> **Text for analysis**

****

- January 20, 2016
- Posted by: emobile
- Category: Trending Issues
Obstetric fistulae are the most devastating consequence of obstructed labor and one of the most dehumanizing conditions that afflict women. They are abnormal communication between the lower genital tract and adjacent urinary or alimentary tract complicating an obstetric event and vesico-vaginal fistula is the most common type.
The estimated incidence in West Africa is 3-4 per 1000 deliveries. The high prevalence seen in developing countries is a reflection of the inadequacy of our maternal health services and is attributed to poverty, illiteracy, ignorance, poor road and communication network and poor availability and utilization of health services.
The most common aetiology of vesico-vaginal fistula (VVF) in this environment as in other developing countries is prolonged obstructed and unsupervised labor. This is unlike the situation in developed countries where majority of the genital tract fistulae are secondary to gynecological surgeries.
Several studies have reported higher incidences of VVF in teenage, primiparous women who are especially predisposed because of early sexual intercourse in a milieu of malnutrition, stunted growth, ignorance and poverty. Multiparous women in this environment also usually engage themselves in unsupervised home deliveries based on their previous successful deliveries, though poverty, illiteracy, inaccessibility and unaffordability of health care facilities are major contributory factors to this attitude.

****

> **Provided records**

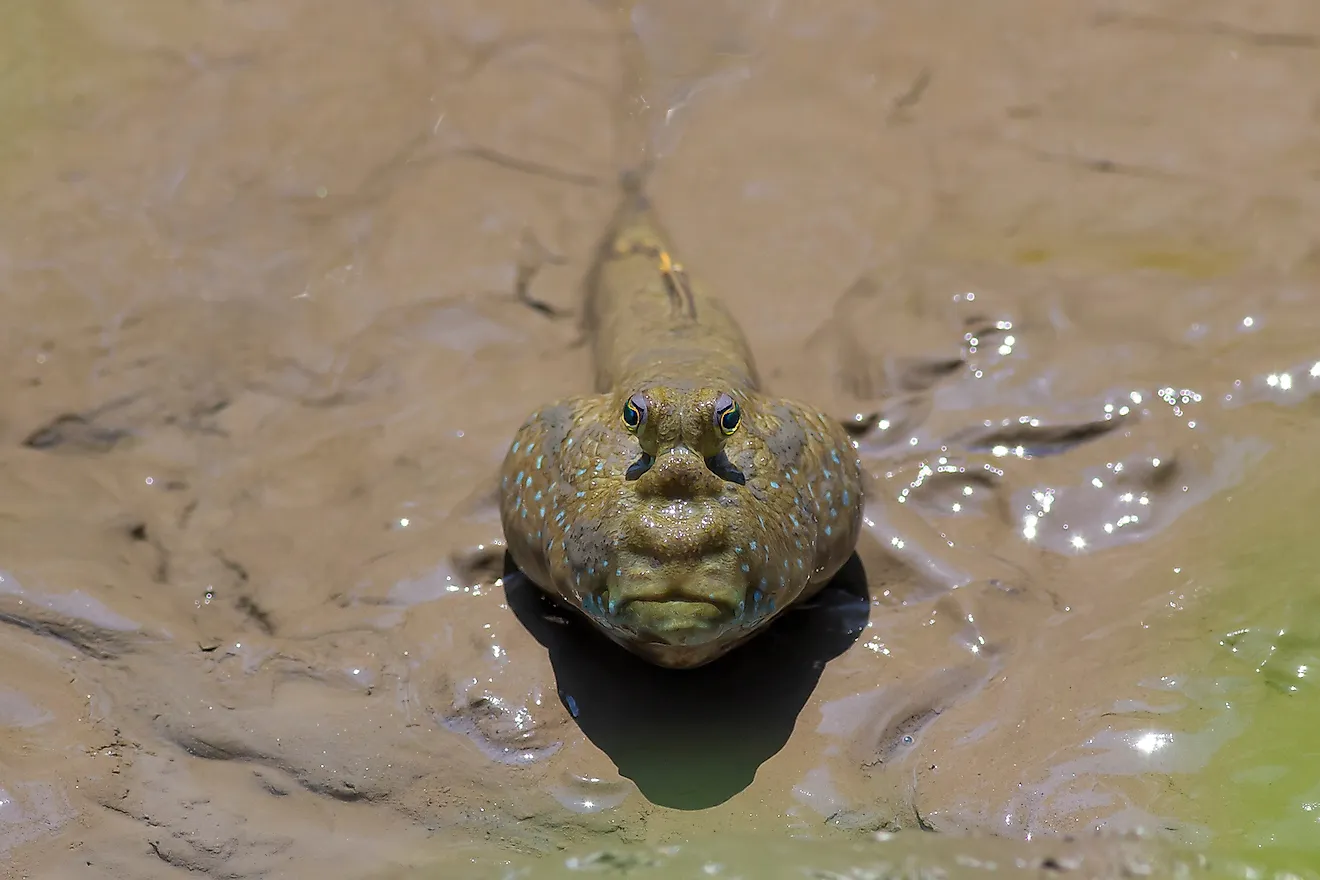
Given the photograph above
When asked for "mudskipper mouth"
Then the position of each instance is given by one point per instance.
(672, 620)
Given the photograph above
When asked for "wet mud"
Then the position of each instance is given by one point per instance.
(280, 281)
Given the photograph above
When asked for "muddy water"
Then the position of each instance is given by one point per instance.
(280, 281)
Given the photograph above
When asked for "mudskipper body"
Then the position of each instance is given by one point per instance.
(680, 508)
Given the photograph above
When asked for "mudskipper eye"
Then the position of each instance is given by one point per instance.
(634, 412)
(727, 414)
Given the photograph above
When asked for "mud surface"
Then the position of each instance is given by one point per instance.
(280, 280)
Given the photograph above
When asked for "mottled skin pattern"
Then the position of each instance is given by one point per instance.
(677, 537)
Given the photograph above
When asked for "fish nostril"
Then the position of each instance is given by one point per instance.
(725, 470)
(676, 475)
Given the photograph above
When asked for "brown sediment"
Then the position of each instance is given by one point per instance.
(265, 338)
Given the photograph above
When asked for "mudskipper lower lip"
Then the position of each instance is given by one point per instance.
(673, 620)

****

> **Set of tasks**
**A.** According to the article on obstetric fistulae, what is the estimated incidence of these fistulae in West Africa?
**B.** Continue the article on obstetric fistulae from its last paragraph.

> **Answers to the exercise**
**A.** 3-4 per 1000 deliveries.

**B.**
Other causes of VVF include caesarean section, instrumental deliveries, ruptured uterus, symphysiotomy and destructive operations like craniotomy as well third degree perineal lacerations not properly repaired. Gynaecologic causes of VVF include hysterectomy, anterior colporraphy and Manchester repair, advanced carcinoma of the cervix and radiotherapy. Other general causes include coital trauma, penetrating injuries including uterine evacuation by untrained personnel and traditional practices such as Gishiri cut by the Hausa, Fulanis in the Northern Nigeria.
The typical presentation is that of uncontrollable dribbling of urine per vaginam about 3-10 days after delivery following prolonged labor. This is about the time it takes for necrotic part of the bladder to slough off following pressure necrosis. Some other people develop foot drop due to neuropraxia sustained from pressure effect on the nerve roots. Other complications that can be associated with VVF include recto-vaginal fistula, loss of perineal body tissue, vaginal strictures, skin excoriation from chemical dermatitis, amenorrhea and secondary infertility. An important social aspect is that of neglect, marital disharmony and divorce.
Justa-urethral fistula is the commonest fistula type following prolonged obstructed labor. Fistula following caesarean section usually manifests earlier and is usually juxta cervical in location. Other types of VVF are mid-vaginal and massive fistulas, while other possible genital tract fistulae include yretero-vaginal, vesico-cervical or vesico-uterine fistulae.
The diagnosis of genital tract fistula can be made by detailed history and thorough pelvic examination. Examination with Sim’s speculum and digital examination may suffix but some other cases may require dye testing in the theatre. Pre-surgery evaluation in the theatre helps to determine the site, number of fistulae, state of the tissues around the fistula, state of the urethra, whether patent or blocked and accessibility of the fistula for the purpose of surgical repair. Intravenous urogram or intravenous dye injection with indigo carmine may be necessary in some cases to assess the lower and upper urinary tracts, especially in ureteric injuries.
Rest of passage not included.